The exercise: Collect every line in the items below that contains the word "boat".

───── Items ─────

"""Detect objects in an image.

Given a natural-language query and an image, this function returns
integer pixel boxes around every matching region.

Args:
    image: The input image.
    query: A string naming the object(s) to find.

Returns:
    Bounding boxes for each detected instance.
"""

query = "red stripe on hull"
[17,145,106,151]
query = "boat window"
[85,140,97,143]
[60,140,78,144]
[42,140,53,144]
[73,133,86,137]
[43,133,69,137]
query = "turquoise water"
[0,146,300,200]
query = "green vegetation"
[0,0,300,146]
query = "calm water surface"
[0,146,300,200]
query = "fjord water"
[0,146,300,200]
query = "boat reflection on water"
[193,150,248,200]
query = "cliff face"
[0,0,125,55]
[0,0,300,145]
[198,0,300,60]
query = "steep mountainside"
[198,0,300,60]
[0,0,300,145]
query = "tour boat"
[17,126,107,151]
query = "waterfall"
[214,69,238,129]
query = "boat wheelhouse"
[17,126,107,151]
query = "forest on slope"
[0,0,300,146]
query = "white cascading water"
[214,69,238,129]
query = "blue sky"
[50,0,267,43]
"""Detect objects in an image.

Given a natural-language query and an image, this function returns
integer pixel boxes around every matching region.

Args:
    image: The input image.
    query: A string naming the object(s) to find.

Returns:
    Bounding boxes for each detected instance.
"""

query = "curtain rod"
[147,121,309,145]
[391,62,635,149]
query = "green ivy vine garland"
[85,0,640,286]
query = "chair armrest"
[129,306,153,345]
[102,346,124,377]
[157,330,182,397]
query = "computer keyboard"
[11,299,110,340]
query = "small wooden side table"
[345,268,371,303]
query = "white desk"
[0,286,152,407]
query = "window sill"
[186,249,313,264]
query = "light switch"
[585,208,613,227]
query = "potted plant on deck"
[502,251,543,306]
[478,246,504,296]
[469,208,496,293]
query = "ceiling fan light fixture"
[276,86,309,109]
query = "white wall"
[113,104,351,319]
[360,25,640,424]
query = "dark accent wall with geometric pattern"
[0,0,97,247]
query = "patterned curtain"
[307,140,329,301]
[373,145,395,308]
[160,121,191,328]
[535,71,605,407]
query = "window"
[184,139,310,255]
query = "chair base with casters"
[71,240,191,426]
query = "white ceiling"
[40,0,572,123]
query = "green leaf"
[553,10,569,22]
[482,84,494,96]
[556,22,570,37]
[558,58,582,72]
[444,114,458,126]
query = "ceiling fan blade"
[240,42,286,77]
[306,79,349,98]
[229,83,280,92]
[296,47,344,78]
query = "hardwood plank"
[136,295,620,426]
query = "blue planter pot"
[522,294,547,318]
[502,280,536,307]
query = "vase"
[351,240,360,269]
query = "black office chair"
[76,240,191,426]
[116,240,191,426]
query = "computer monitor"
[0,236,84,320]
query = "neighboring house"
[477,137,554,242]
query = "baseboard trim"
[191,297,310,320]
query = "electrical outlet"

─────

Output below:
query = "boat window"
query = "boat reflection on water"
query = "tour boat"
query = "boat wheelhouse"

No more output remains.